TAREFAS ->
• a. Você pode transcrever o trecho da reportagem sobre o FUNDEB que vai de "Por Redação JB" até "janeiro e fevereiro.", inclusive?
• b. Como seguiria a reportagem sobre a prestação de contas do FUNDEB? Continue-a a partir do ponto em que termina.

Prefeitura mentiu e ainda não fez a prestação de contas do FUNDEB de 2014


Por Redação JB Litoral Publicado 22/05/2015 às 20h54 Atualizado 14/02/2024 às 07h52

Na primeira edição deste mês, em razão do prazo final para prestação das contas do Fundo de Manutenção e Desenvolvimento da Educação Básica e de Valorização dos Profissionais da Educação (Fundeb) ocorrido dia 30 de abril, questionada pelo JB, a Secretaria Municipal de Educação em Tempo Integral (Semedi), disse ter feito a prestação de contas dos recursos do FUNDEB de 2014 ao Conselho de Acompanhamento de Controle Social do FUNDEB, através de 12 expedientes oficializados em 2014 e mais dois ofícios deste ano enviados em janeiro e fevereiro.

Após a reportagem, uma fonte que preferiu não se identificar temendo represálias, garantiu a reportagem que a prefeitura havia mentido ao jornal e ressaltou que a prestação de contas não fora feita. Mais que isso, ela orientou que o jornal fizesse contato com a presidente do Conselho do FUNDEB, Rosane de Oliveira da Cruz, que é a responsável para avaliar e assinar a prestação de contas da prefeitura, juntamente com os conselheiros.

Procurada pelo JB, a presidente confirmou que ainda não foi feita a prestação de contas e que, a de 2013, havia sido entregue no dia 10 de março deste ano, aprovada com ressalvas pelo Conselho.

LISTAGEM ->
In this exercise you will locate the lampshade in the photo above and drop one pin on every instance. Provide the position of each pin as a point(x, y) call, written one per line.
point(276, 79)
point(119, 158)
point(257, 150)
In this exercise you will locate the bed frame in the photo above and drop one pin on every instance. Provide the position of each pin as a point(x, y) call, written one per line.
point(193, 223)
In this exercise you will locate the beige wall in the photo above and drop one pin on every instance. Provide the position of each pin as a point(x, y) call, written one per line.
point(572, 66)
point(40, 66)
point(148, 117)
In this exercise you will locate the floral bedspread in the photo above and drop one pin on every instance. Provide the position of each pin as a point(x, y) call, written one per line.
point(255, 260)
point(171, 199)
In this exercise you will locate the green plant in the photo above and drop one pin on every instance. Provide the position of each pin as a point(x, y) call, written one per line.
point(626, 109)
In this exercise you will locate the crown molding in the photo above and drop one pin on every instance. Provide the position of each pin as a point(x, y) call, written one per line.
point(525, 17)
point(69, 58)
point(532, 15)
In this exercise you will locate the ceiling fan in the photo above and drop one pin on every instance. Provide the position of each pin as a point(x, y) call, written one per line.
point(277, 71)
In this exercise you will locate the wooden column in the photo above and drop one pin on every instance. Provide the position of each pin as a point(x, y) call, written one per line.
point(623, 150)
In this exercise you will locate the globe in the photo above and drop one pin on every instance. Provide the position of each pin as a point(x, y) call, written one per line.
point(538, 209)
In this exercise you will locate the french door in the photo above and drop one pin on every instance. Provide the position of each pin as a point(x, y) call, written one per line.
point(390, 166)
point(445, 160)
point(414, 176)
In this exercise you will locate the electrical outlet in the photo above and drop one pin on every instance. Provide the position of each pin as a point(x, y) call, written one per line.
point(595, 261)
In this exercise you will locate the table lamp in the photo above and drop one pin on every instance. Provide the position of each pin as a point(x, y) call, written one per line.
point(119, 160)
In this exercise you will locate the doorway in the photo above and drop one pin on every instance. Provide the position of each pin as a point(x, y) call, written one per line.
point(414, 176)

RESPOSTAS EM ORDEM ->
• a.
Por Redação JB Litoral Publicado 22/05/2015 às 20h54 Atualizado 14/02/2024 às 07h52

Na primeira edição deste mês, em razão do prazo final para prestação das contas do Fundo de Manutenção e Desenvolvimento da Educação Básica e de Valorização dos Profissionais da Educação (Fundeb) ocorrido dia 30 de abril, questionada pelo JB, a Secretaria Municipal de Educação em Tempo Integral (Semedi), disse ter feito a prestação de contas dos recursos do FUNDEB de 2014 ao Conselho de Acompanhamento de Controle Social do FUNDEB, através de 12 expedientes oficializados em 2014 e mais dois ofícios deste ano enviados em janeiro e fevereiro.

• b.
Com bastante conhecimento, fruto de sua busca por capacitação e meios de exercer com competência e dignidade a função de presidente do Conselho de Acompanhamento de Controle Social do FUNDEB, Rosane da Cruz por mais de uma hora narrou uma saga de dificuldades, irregularidades e assédio que tem vivido desde maio de 2013, quando assumiu o cargo, que é voluntário.

Nesta reportagem exclusiva, com muita coragem e profundo conhecimento do assunto, Rosane explica que seu mandato se encerra no próximo dia 25 e que não pretende buscar a reeleição.

De acordo com a presidente, a situação de descaso da prefeitura em relação ao Conselho foi tanta que ela se viu obrigada a denunciar a falta de cumprimento das ações necessárias ao funcionamento do Conselho para o Ministério Público do Paraná (MPPR) logo que foi eleita presidente em 2013. Veja a situação enfrentada pela presidente:

 

Secretária Executiva ainda não foi nomeada

Antes de informar as irregularidades que vem acompanhando junto aos gastos dos recursos federais repassados pelo Fundeb ao município, Rosane da Cruz explicou as atribuições do Conselho.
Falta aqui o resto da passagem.